Requirement.
Every line below that has the string "railway" needs to be copied.

┏━━

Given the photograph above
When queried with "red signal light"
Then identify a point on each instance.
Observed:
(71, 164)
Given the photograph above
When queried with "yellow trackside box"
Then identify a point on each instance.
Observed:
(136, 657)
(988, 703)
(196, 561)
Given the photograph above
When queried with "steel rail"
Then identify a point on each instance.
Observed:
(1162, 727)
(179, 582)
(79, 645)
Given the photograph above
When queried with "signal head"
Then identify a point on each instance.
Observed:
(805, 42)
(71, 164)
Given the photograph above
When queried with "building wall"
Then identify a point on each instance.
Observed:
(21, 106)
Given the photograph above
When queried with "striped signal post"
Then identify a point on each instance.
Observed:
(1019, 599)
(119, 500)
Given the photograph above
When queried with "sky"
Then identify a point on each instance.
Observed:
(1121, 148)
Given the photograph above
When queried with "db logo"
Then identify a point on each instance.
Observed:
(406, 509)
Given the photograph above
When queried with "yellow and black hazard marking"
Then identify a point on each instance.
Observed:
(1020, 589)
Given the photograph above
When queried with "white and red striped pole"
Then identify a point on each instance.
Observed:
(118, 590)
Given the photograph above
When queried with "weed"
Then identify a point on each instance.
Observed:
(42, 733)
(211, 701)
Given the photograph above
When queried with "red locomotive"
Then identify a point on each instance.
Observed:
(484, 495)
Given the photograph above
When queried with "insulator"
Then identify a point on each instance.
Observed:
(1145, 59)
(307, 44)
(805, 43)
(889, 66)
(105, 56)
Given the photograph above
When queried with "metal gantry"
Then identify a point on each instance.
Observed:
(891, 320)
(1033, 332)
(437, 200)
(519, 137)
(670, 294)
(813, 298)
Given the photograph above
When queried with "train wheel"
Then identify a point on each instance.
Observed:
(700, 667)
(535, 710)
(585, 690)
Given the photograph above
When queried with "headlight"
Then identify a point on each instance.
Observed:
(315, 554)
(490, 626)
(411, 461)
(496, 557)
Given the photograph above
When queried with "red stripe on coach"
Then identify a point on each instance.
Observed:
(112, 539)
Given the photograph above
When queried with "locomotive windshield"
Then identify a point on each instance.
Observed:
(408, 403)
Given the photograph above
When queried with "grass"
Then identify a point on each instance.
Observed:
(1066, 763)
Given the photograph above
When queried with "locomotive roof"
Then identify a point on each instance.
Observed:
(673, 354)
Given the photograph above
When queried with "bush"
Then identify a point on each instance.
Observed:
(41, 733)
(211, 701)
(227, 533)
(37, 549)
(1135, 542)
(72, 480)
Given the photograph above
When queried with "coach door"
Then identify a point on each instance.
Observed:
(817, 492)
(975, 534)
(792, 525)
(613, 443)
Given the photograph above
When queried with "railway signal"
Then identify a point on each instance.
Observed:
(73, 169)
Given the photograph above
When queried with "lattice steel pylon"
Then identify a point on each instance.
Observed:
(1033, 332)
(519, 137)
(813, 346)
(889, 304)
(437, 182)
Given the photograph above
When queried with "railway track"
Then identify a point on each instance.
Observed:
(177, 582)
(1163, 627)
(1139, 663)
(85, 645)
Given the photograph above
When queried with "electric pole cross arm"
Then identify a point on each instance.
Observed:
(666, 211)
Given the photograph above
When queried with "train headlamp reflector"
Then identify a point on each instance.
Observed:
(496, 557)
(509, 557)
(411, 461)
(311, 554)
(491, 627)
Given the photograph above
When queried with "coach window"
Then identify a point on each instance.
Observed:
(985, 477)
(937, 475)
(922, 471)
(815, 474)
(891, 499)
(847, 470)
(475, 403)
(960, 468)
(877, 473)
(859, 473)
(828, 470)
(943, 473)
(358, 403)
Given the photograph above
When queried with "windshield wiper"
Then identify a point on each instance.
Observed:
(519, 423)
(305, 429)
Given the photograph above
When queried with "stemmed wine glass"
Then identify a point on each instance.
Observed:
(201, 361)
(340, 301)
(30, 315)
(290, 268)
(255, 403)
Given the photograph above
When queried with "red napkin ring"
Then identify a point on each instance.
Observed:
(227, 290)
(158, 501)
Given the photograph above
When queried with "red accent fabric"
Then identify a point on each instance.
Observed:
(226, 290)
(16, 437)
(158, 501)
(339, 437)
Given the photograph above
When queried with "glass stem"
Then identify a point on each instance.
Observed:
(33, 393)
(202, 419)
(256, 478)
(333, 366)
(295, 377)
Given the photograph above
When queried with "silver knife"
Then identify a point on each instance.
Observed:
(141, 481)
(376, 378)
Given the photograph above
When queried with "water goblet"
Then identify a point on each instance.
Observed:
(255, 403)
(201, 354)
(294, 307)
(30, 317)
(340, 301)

┗━━

Answer to the exercise.
When queried with "railway signal"
When queried with "railway track"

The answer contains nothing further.